Problem to solve - Reproduce every line in the listing that contains the word "round".

■ ■ ■ ■ ■

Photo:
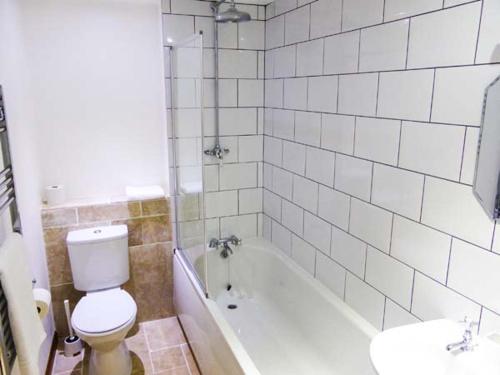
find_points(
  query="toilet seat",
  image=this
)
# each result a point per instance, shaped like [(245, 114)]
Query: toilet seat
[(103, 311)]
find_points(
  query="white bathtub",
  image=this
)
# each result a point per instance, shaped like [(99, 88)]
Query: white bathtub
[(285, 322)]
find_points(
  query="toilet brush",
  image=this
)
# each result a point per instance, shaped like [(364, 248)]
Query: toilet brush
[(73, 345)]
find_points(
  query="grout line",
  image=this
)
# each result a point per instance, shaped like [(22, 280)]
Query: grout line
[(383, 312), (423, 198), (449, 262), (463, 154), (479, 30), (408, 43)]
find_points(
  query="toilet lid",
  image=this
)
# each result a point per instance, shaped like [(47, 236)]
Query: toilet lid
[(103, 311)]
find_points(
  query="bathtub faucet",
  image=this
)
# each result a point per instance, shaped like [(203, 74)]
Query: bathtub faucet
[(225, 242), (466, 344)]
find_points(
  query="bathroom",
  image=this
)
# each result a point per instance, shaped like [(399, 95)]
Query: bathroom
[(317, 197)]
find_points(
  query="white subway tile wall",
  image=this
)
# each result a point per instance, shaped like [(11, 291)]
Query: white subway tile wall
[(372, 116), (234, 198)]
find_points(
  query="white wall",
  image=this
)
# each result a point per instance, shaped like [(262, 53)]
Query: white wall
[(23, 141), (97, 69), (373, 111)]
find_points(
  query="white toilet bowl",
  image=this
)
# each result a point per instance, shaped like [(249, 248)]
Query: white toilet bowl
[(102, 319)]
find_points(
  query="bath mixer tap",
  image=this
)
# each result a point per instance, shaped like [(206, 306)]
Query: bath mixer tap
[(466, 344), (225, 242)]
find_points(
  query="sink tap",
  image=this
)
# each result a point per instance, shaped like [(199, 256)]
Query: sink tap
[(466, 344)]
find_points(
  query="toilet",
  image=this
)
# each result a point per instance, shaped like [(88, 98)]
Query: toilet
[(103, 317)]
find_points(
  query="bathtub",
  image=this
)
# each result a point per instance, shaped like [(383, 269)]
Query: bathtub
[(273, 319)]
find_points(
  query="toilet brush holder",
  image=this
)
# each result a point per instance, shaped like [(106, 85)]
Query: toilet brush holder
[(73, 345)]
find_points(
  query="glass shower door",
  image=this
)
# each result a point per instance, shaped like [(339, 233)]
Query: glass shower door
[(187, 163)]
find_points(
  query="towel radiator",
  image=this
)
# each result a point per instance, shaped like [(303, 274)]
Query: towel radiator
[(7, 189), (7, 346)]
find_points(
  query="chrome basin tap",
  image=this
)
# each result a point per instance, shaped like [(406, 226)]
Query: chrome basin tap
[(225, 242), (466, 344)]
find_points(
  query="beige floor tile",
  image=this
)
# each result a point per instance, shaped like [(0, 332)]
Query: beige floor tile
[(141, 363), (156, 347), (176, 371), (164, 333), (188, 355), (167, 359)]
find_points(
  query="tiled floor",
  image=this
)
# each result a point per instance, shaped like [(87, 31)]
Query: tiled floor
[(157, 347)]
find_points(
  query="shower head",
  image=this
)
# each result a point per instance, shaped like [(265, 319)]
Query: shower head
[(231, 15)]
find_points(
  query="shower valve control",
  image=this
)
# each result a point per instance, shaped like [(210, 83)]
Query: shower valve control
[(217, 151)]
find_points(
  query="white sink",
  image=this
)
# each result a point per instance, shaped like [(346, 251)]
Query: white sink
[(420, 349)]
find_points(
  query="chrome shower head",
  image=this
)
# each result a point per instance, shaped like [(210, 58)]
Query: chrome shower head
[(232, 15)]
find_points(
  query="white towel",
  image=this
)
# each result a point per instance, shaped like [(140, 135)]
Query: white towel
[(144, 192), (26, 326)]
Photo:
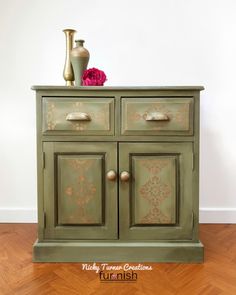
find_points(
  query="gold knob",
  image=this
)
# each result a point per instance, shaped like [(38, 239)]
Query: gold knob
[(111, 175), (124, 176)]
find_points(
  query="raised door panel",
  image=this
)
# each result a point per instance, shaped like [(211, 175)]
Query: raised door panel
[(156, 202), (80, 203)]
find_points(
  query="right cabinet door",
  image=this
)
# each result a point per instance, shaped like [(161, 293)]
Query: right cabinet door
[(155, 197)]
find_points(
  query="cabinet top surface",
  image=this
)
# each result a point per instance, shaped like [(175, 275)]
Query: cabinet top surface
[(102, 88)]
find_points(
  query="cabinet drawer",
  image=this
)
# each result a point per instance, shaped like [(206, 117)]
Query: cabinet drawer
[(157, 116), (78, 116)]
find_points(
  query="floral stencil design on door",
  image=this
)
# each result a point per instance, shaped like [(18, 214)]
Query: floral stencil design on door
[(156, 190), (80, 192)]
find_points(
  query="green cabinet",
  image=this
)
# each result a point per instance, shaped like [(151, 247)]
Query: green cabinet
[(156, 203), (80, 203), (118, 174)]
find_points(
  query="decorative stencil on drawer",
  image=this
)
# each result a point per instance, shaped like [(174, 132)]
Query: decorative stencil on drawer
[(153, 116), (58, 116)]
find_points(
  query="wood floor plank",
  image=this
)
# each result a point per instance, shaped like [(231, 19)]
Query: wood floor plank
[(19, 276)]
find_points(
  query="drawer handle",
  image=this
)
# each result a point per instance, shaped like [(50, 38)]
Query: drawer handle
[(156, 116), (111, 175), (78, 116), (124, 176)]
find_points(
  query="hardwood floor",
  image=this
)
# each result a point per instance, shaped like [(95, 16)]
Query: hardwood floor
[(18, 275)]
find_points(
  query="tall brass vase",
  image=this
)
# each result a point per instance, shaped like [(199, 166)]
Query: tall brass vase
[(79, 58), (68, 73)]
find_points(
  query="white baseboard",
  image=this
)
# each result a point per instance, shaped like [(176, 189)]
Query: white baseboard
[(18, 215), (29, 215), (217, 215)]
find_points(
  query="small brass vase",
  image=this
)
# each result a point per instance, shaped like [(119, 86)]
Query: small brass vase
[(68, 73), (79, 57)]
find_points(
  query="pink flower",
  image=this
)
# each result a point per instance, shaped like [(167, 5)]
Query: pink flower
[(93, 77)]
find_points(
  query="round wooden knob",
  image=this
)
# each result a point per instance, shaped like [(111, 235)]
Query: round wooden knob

■ ■ ■ ■ ■

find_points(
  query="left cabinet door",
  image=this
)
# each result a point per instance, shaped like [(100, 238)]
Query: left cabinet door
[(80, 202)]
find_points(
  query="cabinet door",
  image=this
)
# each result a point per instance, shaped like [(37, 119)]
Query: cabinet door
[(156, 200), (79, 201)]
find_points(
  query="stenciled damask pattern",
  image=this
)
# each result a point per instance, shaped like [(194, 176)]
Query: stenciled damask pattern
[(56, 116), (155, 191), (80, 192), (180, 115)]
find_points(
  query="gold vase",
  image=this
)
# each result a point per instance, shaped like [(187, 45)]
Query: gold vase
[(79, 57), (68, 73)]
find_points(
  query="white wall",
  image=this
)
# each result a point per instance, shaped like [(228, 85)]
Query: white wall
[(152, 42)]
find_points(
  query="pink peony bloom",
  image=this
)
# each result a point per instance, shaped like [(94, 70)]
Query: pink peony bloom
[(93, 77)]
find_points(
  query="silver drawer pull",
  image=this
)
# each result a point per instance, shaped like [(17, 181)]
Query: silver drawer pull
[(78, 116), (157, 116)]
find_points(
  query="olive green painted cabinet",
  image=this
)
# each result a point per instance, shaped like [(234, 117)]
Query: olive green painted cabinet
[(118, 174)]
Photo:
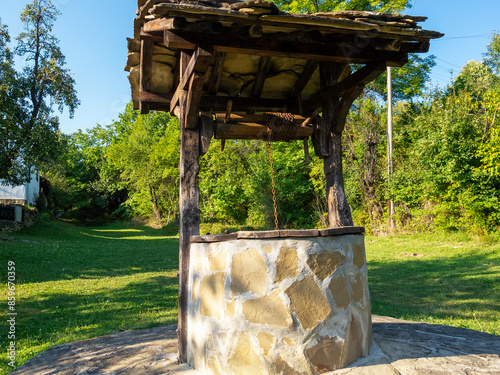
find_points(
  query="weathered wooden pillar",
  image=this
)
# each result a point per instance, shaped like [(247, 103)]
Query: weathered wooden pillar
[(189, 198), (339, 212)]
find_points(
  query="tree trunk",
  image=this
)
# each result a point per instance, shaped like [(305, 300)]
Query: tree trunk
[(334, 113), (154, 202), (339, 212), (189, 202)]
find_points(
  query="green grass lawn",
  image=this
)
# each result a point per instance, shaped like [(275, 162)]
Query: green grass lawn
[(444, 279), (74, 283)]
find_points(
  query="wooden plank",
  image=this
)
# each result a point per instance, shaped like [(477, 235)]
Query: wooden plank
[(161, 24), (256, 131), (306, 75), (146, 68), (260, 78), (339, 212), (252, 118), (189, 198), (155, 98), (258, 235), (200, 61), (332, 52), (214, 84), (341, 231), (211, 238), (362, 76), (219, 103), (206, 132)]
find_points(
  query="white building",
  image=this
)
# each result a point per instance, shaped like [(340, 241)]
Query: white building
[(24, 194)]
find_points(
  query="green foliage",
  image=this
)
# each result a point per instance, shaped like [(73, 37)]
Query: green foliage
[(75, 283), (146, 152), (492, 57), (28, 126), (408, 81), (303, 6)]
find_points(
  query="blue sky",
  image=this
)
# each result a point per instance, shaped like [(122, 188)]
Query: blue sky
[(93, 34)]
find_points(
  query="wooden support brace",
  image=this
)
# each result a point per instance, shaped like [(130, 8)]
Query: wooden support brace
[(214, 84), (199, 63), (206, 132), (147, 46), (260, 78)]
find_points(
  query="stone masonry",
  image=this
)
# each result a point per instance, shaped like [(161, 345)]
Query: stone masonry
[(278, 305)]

■ ■ ■ ■ ■

Task response -
  query="round wooden knob",
Query: round wooden knob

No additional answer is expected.